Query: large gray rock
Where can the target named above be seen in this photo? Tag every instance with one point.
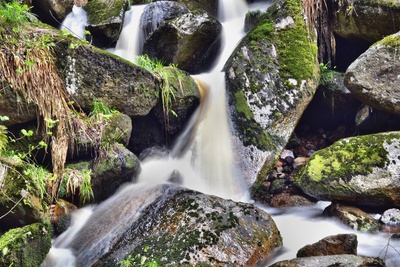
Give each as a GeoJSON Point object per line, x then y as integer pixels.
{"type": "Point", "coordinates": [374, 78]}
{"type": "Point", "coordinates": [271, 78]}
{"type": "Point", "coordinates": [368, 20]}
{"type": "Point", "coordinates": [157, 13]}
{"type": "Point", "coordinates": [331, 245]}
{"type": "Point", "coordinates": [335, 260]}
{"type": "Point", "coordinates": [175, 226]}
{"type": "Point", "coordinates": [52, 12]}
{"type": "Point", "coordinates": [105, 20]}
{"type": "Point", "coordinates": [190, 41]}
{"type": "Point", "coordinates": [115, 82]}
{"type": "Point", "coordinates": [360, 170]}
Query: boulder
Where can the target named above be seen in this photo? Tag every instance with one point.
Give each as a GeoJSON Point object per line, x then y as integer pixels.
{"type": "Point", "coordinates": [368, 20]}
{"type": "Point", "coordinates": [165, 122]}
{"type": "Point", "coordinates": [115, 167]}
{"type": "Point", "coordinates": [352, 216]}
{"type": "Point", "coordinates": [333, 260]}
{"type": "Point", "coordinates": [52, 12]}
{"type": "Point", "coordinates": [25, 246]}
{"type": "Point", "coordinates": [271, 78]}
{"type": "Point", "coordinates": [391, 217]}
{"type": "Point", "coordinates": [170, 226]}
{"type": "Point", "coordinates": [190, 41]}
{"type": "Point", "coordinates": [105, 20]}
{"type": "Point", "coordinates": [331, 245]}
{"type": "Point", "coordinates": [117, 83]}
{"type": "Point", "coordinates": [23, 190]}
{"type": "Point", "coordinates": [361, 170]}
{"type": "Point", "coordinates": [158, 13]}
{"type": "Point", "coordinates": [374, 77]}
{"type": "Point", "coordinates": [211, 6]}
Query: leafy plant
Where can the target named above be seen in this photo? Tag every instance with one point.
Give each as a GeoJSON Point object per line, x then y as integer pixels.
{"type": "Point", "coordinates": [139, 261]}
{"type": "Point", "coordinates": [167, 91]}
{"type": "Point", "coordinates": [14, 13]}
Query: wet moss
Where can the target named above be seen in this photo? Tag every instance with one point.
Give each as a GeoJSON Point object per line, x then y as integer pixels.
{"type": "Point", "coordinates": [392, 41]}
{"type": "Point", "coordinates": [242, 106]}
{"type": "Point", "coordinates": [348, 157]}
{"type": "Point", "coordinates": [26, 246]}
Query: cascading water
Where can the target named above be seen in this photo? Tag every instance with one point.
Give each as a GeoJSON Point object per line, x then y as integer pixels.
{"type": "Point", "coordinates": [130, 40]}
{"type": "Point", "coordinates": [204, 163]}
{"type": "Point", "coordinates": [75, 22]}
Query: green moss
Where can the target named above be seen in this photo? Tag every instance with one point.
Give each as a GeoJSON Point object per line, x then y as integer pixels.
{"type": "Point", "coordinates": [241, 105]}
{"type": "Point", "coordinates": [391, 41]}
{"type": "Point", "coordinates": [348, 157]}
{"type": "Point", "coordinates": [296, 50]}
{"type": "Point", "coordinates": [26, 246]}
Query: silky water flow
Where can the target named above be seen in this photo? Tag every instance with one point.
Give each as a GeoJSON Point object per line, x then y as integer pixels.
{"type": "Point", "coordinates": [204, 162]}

* * *

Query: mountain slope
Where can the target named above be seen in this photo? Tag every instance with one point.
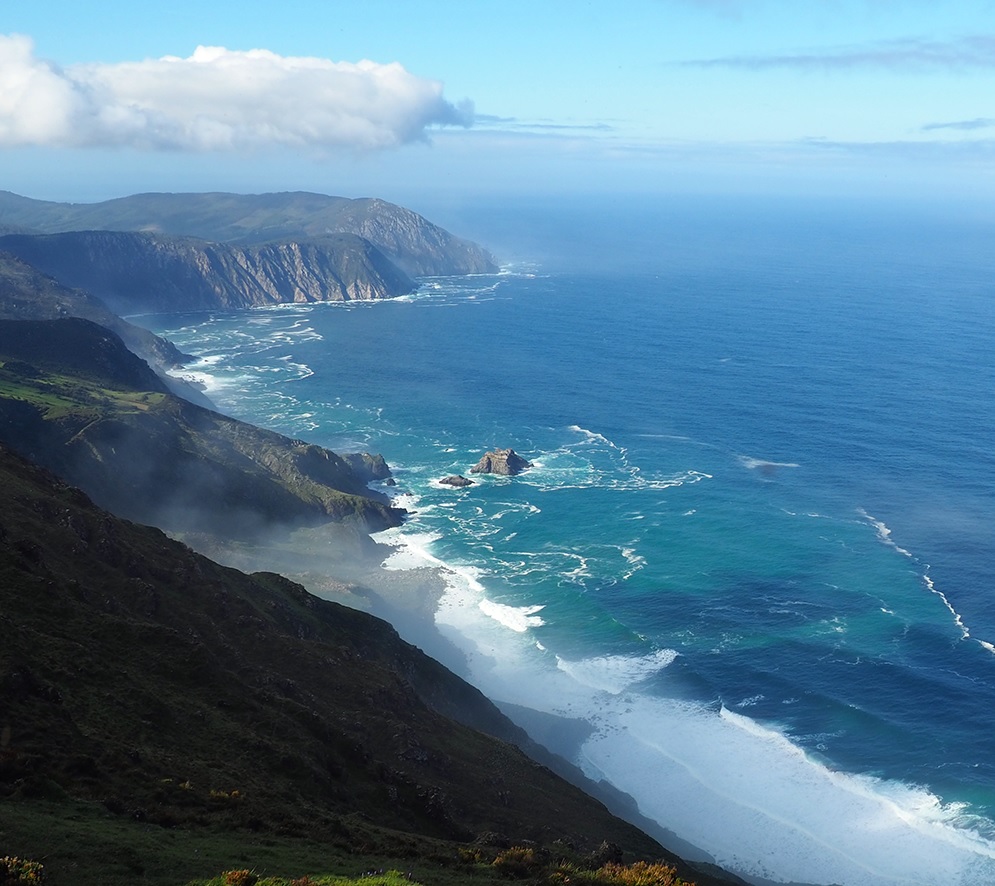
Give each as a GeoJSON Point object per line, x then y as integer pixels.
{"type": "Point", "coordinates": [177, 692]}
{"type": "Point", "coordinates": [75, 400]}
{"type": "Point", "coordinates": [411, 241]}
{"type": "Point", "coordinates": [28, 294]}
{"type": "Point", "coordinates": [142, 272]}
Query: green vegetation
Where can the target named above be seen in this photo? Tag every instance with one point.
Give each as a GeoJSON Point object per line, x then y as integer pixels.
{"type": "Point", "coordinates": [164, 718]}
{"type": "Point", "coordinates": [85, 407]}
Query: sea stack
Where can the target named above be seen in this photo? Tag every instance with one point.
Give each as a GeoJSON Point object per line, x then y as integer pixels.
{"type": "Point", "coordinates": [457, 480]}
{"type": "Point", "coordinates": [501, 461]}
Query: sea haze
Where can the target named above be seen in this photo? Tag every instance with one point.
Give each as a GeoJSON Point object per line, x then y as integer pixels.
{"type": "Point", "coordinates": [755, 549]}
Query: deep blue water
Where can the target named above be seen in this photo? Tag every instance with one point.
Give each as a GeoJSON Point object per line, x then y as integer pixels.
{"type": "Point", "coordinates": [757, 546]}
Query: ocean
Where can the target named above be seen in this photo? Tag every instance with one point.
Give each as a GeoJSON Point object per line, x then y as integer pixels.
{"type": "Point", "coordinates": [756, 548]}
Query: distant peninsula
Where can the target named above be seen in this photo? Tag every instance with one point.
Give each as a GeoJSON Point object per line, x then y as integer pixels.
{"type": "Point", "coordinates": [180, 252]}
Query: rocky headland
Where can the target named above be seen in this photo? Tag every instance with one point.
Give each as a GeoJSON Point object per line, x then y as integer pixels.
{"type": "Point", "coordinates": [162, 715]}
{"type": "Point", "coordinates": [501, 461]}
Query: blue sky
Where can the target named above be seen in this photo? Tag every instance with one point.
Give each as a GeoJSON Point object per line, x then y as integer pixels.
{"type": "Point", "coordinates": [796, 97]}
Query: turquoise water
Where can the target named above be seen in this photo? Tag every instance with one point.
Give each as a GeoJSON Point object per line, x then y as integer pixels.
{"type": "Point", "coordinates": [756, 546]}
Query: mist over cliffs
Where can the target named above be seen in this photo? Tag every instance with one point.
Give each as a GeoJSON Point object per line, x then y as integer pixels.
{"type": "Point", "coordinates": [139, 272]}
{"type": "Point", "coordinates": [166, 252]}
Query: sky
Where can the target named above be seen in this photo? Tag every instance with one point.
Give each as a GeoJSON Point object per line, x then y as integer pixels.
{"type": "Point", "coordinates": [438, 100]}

PROBLEM STATEMENT.
After identifying the lines above that contain "blue", copy each one.

TASK RESULT.
Query: deep blue water
Query: blue sky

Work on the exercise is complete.